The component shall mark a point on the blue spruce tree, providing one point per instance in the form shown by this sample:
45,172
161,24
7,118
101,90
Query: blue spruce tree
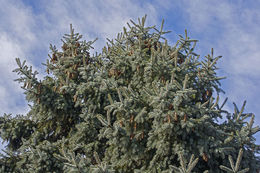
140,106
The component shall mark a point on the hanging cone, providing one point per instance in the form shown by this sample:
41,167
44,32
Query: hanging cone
--
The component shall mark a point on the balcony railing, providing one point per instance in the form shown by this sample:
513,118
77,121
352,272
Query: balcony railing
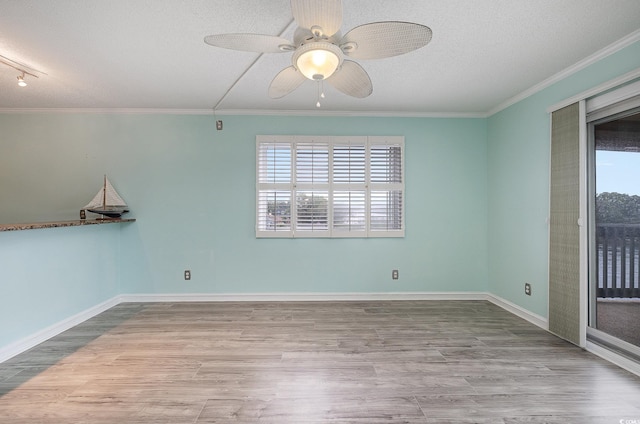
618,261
--
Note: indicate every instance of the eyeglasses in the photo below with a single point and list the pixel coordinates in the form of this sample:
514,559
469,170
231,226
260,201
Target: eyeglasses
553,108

- WHAT THE TASK ASKS
Text only, no pictures: please print exactly the lines above from the line with "The component shall mark a point on the blue" up to and including the line with "Query: hanging cone", and nothing else.

- RESPONSE TO THE EXERCISE
The component shall mark a point on the blue spruce tree, providing one point per instance in the form shown by this sample:
45,172
161,24
7,118
101,90
Query: blue spruce tree
140,106
The component shall mark a point on the hanging cone, providing one point per instance in the form shown by this sample:
41,167
44,32
Query: hanging cone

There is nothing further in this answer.